About this exercise:
Please set down the entries below once more, exactly.

Source records:

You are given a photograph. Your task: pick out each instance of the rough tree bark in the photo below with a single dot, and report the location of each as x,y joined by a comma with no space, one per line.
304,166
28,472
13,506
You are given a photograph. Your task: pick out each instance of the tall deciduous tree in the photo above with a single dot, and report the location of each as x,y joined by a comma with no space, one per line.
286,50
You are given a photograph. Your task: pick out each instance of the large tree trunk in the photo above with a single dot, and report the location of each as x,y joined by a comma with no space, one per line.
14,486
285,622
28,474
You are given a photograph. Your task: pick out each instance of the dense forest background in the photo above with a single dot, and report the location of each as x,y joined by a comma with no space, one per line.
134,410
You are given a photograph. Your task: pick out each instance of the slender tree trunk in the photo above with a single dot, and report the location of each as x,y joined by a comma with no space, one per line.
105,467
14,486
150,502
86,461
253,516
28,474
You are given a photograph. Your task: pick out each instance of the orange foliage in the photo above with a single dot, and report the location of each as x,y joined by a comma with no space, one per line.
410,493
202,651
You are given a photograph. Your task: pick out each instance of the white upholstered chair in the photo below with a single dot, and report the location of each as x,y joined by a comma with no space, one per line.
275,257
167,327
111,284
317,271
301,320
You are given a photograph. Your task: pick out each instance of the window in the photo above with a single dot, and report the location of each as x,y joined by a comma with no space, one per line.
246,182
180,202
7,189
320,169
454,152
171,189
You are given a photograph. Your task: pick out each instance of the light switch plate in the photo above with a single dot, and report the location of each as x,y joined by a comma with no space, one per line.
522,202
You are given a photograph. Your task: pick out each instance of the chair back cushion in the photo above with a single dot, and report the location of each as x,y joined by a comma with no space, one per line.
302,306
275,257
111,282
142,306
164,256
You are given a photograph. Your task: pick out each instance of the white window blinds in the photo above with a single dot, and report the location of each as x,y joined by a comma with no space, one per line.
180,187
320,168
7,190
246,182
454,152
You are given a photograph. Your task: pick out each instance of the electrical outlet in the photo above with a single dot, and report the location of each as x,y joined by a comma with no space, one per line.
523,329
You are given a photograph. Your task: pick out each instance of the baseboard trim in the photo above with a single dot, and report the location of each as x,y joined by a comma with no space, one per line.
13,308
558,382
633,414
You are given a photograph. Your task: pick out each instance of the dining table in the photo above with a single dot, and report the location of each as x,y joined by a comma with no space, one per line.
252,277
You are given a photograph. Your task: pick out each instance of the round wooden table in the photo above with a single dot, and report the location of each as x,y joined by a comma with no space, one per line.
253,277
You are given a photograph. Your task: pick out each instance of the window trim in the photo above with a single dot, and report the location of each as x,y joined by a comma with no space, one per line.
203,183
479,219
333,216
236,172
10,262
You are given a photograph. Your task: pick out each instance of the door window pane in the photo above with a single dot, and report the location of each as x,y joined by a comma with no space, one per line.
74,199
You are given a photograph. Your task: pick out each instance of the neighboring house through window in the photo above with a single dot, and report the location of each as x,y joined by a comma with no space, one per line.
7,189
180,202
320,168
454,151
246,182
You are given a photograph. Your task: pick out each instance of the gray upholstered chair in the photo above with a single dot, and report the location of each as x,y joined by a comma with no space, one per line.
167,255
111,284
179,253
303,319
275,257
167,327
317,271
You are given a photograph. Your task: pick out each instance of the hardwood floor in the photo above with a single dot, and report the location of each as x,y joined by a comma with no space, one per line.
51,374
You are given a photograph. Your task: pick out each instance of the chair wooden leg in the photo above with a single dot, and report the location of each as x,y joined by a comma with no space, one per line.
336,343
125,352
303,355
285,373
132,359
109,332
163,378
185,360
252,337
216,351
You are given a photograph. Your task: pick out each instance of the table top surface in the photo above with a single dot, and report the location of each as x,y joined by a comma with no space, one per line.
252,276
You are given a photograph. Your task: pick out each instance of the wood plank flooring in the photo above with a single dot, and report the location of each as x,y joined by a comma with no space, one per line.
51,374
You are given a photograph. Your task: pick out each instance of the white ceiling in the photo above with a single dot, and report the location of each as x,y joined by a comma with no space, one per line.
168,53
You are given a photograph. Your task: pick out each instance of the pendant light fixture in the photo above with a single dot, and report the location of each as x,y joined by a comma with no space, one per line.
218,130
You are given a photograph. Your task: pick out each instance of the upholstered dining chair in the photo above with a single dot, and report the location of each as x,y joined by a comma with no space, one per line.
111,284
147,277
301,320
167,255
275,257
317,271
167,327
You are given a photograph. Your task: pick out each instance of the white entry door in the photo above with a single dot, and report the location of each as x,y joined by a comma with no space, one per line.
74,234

Solution to this exercise:
You are given a photograph. Your task: pick out each instance of the rough tree bark in the photo below with a single dot, and report the location of each as x,y joined by a comma with no space, one per line.
304,166
28,472
13,506
You are given a photograph. Your task: pick out each instance of the tall deciduous tree in the photo above with a single dot, and report the location of each as x,y joined by a comma with no space, one per line.
286,50
You are given a photograph. Your task: pick out each instance of the large tree trunk in the photo above with a single dot, and report the location of each as x,y joined by a comma with no space, one per line.
14,486
285,622
28,474
You are given a photograph. Your task: pick out each instance of the dense forest background in the photo above with a single dot, and report the location of each as x,y joined by a comma with no space, one per line.
134,410
You are given a photograph. Your task: pick out each instance of the slender tree trunk in the photo above with a single dot, and report the location of each as x,y joined by a comma with no space, one per line.
105,467
14,486
150,502
86,461
253,516
28,474
You are given a photograph. Your task: pick out each instance of the orange foliage in the photo above with a single dot, and report the location of each as x,y joined by a comma with no space, one per line.
410,493
202,651
You are given a photograph. Your task: pick out each instance of the white upholstered chair in the photo below with a single dot, and report the location of each as x,y joined by a comma with no space, one per line.
275,257
167,327
111,284
317,271
301,320
You are given a photograph. Your task: pick out each instance of the window in the photo above with a single dot, and report the location of each as x,y joined by a comma with no space, one per line.
246,182
180,202
7,189
320,169
454,152
171,189
You are given a photograph. Your task: pick out each instance of the light switch plate in the photo above with a single dot, and report the location of each as x,y joined by a comma with no space, one per line.
522,202
You are given a photograph. Your task: pick out each instance of the chair back cushion in the photo above with a single dot, and report the location of each as x,y joined by a comma with no space, one per line.
302,306
275,257
111,282
142,306
164,256
You are given a photograph. Your task: pick out each instance of the white window blinds in the photo above with a single dot, and report the location of each as x,y joined by a comma with no space, one per line.
180,187
320,168
7,190
246,182
454,152
You are given a photograph. Your task: pick out each instance of the electrical outlet in the photo above with a single dot, and report the location of each as x,y joined by a comma with no space, one per line.
523,329
You are given a photograph. Your task: pick out each instance of the baseboard trim in the photo above with a single dot, and report the location of each as x,y joined by a comma with no space, one per line.
13,308
558,382
633,414
You are given a photograph. Your task: pick out each instance of the dining table in the photo above with a single dot, and report the location of each as x,y joined by a comma with no space, one per line.
252,277
You are given a photograph. Your task: pick out each instance of the round wooden table in the photo above with a single dot, and report the location of each as x,y joined by a comma with no space, one per line.
253,277
You are given a photograph. Your task: pick out each instance of the window trim in the photo above with a single dot, and report the location of each as x,y joined by a comma with no space, one per line.
203,183
479,219
333,216
236,172
10,262
You are given a photograph. Your task: pick out each instance of the door window pane in the photo above with a single dot, and report the location of each as x,y joined by a comma with no space, one per line.
74,199
You are given a photograph. Your task: pick out each instance of the neighboring house through window in the photo above with a single dot, and report the location of each as x,y joined by a comma with no space, one per line.
7,189
180,202
320,168
454,151
246,182
You are given a photograph. Your task: pick out each instance of the gray upholstered chair in the photo above with a single dot, and report the location of each as x,y joined by a comma with no space, one per line.
167,255
111,284
179,253
303,319
275,257
167,327
317,271
You are given a photograph. Your task: pick out each instance of the hardwood floor in the photo above with a single dot, and report the location of each as x,y joined by a comma with no space, one per line.
51,374
You are given a photograph. Your task: pick out each instance of the chair wooden leg in the photo above with a single dot, and report the location of each as x,y joined by a comma with no space, one per line.
336,343
125,352
303,355
285,373
132,359
109,332
163,378
185,360
252,337
216,351
You are given a photograph. Your task: pick out each instance of the table top surface in the photo above with a single dot, and report the location of each as x,y joined by a comma with no space, one per line.
252,276
You are given a photograph. Your task: pick out each instance of the wood plank flooring in the photo above with a single dot, and report the location of each as x,y joined by a comma with no space, one per line.
51,374
You are given a photograph. Your task: pick out each instance of the white ceiling in the photo above with a single dot, and report the location of each as x,y joined by a comma with no space, one per line.
168,53
You are given a photograph. Your task: pick out each instance of the pendant light fixture in the photo above with a single dot, and report the location of each as x,y joined by a comma with no space, one per line.
218,130
You are given a photograph. Your task: pick out each instance of the upholstered dining chair in the photo above with a single dot, and report the location of each as x,y joined by a comma with no space, one per line.
111,284
147,277
301,320
167,255
275,257
317,271
167,327
You are given a photograph. Your task: pick out each instance of the white entry door in the photo above with a single dot, and report the location of each as x,y joined by a comma with no space, one per line.
74,234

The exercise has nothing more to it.